Select every line among the items below that contains the word "wicker", and copy each one out in full.

## Start SOURCE MATERIAL

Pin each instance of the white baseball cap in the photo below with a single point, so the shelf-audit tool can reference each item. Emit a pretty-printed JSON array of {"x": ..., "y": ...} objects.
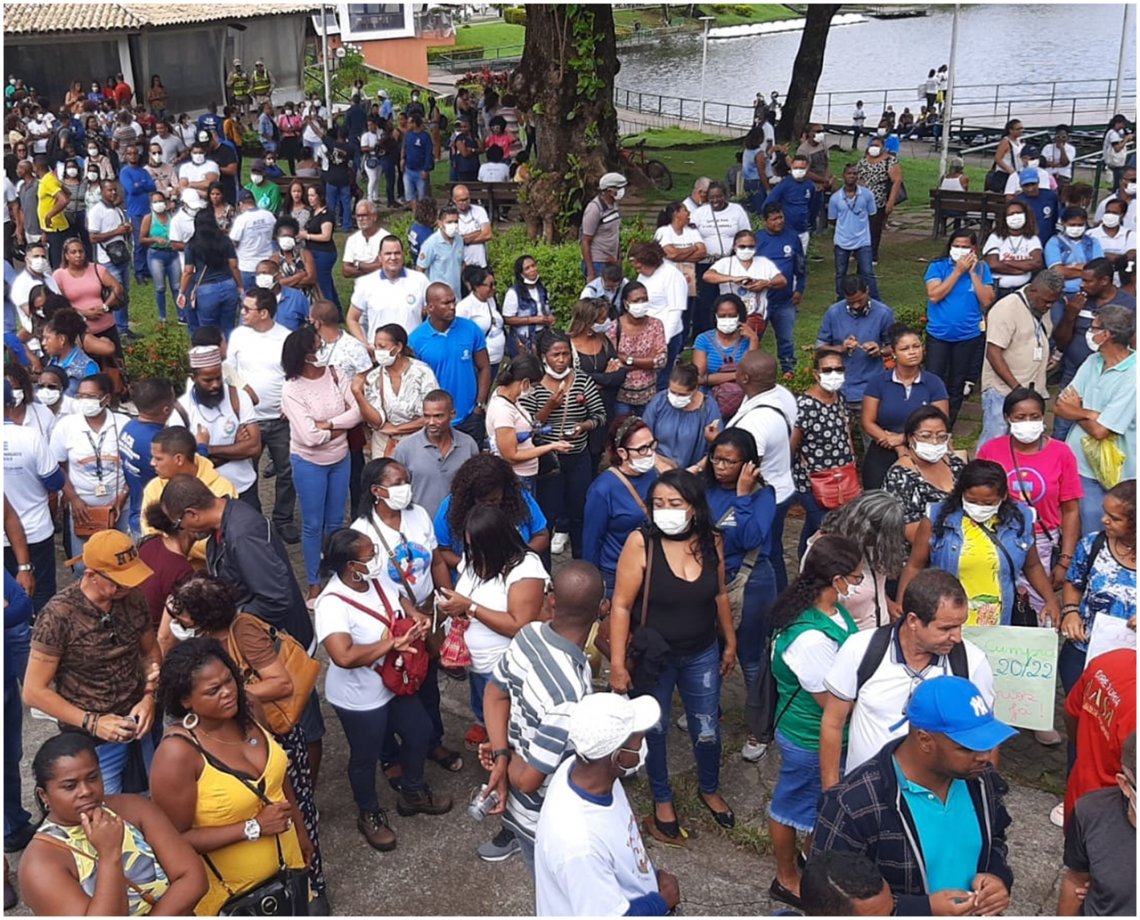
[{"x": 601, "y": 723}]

## End SOURCE MATERIAL
## Start SOURCE MATERIAL

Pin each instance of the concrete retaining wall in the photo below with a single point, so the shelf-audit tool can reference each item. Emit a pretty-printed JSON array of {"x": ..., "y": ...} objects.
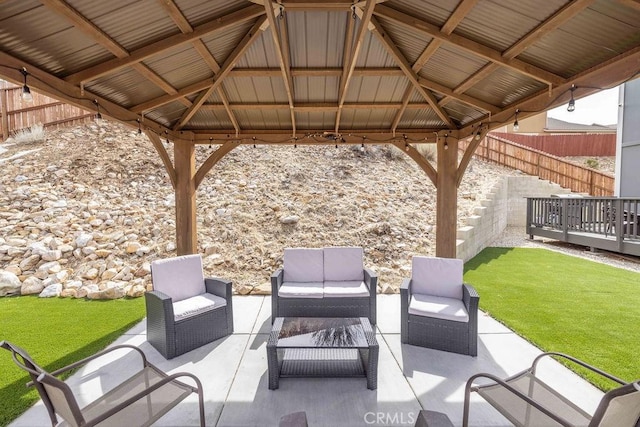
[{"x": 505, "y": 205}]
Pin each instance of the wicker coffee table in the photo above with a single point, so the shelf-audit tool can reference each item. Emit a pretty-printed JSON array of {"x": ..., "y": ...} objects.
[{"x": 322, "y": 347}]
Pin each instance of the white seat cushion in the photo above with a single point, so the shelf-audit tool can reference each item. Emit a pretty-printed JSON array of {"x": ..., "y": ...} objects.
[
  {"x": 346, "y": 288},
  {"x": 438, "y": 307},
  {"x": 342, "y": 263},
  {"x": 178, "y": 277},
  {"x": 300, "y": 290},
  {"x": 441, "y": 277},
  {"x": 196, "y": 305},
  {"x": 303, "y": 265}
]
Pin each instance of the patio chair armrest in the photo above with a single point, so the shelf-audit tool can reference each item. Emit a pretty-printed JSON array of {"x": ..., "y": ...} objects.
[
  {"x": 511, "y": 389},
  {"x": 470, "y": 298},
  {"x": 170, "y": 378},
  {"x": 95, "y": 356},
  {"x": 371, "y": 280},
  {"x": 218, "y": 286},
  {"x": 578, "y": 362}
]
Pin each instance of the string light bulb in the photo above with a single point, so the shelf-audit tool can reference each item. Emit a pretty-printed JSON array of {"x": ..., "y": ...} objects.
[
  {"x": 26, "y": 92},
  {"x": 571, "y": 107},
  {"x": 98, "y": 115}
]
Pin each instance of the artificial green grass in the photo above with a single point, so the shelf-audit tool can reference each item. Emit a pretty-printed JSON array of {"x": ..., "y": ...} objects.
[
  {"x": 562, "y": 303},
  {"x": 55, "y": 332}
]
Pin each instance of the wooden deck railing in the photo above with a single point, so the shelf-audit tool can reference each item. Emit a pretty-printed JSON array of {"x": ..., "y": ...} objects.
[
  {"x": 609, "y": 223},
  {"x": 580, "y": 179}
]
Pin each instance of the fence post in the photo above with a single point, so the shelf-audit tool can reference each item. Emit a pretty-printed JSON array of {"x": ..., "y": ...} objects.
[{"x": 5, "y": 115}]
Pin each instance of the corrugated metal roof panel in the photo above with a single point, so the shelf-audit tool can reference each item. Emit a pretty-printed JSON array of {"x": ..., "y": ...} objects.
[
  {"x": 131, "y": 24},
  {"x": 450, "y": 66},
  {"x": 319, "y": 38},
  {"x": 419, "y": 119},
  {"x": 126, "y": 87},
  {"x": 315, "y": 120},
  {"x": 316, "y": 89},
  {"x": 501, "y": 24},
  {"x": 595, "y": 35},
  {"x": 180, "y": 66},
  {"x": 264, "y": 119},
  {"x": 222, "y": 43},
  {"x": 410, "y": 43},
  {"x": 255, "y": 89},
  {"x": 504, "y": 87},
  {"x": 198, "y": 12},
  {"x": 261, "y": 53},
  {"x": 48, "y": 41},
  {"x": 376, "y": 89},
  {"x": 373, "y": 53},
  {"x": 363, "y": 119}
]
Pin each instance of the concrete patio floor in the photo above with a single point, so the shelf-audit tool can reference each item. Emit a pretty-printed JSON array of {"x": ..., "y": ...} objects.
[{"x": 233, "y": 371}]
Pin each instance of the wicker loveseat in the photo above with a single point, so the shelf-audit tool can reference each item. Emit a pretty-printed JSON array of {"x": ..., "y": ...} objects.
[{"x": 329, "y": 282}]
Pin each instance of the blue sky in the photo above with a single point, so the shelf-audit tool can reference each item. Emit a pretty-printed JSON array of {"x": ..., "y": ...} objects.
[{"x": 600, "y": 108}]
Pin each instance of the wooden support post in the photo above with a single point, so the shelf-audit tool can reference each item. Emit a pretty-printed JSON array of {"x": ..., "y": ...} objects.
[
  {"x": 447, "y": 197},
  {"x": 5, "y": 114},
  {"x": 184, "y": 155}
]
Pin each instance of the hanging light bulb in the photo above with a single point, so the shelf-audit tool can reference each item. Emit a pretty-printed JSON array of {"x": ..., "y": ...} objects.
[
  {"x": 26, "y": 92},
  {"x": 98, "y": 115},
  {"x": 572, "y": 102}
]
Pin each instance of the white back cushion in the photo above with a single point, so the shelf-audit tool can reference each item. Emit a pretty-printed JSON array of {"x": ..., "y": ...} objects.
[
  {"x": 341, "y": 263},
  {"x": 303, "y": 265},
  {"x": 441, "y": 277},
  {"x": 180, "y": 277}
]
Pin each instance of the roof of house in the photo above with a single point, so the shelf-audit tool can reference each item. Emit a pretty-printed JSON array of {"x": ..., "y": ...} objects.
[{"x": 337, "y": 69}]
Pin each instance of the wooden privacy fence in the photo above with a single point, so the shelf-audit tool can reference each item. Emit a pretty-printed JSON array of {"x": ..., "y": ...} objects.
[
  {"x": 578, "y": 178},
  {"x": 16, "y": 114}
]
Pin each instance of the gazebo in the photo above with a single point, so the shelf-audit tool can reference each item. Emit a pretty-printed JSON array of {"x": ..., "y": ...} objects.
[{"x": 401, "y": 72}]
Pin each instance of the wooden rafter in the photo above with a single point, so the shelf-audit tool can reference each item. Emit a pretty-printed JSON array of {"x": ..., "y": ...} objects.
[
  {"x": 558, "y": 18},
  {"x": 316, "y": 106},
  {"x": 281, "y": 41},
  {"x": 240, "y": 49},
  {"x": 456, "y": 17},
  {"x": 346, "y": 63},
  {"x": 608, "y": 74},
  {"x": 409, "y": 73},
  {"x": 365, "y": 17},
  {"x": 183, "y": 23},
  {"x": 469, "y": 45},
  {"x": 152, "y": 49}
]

## End SOURCE MATERIAL
## Start SOURCE MATERIAL

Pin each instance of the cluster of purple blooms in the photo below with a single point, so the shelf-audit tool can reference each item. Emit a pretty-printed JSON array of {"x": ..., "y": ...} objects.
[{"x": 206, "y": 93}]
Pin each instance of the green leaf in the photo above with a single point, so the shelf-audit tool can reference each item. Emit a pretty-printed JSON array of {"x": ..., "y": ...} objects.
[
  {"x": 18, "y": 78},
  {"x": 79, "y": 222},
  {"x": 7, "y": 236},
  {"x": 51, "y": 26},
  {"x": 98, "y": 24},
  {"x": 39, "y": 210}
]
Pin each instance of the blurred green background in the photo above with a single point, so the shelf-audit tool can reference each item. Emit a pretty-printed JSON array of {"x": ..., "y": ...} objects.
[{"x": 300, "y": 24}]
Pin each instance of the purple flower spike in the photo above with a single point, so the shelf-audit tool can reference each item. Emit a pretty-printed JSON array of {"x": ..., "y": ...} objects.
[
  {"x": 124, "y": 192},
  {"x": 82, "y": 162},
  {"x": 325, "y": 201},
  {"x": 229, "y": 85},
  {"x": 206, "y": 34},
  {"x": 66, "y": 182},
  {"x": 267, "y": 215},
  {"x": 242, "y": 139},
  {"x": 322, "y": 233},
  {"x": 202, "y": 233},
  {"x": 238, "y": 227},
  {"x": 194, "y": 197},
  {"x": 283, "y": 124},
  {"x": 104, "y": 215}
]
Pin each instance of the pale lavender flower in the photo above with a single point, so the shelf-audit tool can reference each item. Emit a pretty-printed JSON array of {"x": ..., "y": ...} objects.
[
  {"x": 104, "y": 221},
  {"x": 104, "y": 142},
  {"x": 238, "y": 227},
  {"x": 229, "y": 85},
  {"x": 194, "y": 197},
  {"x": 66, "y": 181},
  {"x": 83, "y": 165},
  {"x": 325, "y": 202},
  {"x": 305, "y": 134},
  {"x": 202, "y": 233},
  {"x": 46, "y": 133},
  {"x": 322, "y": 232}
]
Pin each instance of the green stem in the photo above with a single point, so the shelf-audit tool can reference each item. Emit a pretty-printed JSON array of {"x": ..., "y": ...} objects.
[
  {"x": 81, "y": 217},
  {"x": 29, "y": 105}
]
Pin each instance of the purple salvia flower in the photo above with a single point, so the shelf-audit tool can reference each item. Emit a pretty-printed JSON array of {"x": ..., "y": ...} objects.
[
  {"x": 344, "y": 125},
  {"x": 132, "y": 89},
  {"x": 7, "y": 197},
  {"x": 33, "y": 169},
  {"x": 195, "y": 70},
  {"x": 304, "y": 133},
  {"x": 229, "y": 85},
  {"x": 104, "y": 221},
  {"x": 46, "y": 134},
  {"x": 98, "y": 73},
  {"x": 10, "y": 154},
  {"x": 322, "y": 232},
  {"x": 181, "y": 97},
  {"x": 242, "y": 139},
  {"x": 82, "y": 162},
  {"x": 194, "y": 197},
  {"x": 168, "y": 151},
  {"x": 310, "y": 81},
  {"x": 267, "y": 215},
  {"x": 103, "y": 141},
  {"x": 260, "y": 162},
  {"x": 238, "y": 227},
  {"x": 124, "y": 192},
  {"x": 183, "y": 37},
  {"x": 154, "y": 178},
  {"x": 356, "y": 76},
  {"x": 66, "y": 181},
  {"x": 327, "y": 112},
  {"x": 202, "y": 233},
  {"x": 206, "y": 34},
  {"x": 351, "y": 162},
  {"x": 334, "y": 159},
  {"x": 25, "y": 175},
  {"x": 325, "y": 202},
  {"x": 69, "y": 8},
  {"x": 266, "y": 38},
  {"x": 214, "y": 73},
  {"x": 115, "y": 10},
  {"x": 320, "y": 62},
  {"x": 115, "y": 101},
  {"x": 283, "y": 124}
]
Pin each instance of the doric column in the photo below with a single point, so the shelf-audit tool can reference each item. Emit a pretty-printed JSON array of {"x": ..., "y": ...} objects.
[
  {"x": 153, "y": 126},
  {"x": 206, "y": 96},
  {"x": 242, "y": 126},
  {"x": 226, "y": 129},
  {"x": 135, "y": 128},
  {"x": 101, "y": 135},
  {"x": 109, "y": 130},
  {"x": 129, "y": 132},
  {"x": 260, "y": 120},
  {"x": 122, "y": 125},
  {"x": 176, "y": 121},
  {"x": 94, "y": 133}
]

## End SOURCE MATERIAL

#### THE REPLY
Pin each instance of the wicker coffee table in the photo above with a single point, so the shelf-audit tool can reference each item. Emit a pretty-printed JSON array of {"x": ..., "y": ...} objects.
Pin each instance of the wicker loveseat in the photo above with a single point, so the shelf-audit tool can reference each item. Emit a pretty-printed JSON array of {"x": ..., "y": ...} objects.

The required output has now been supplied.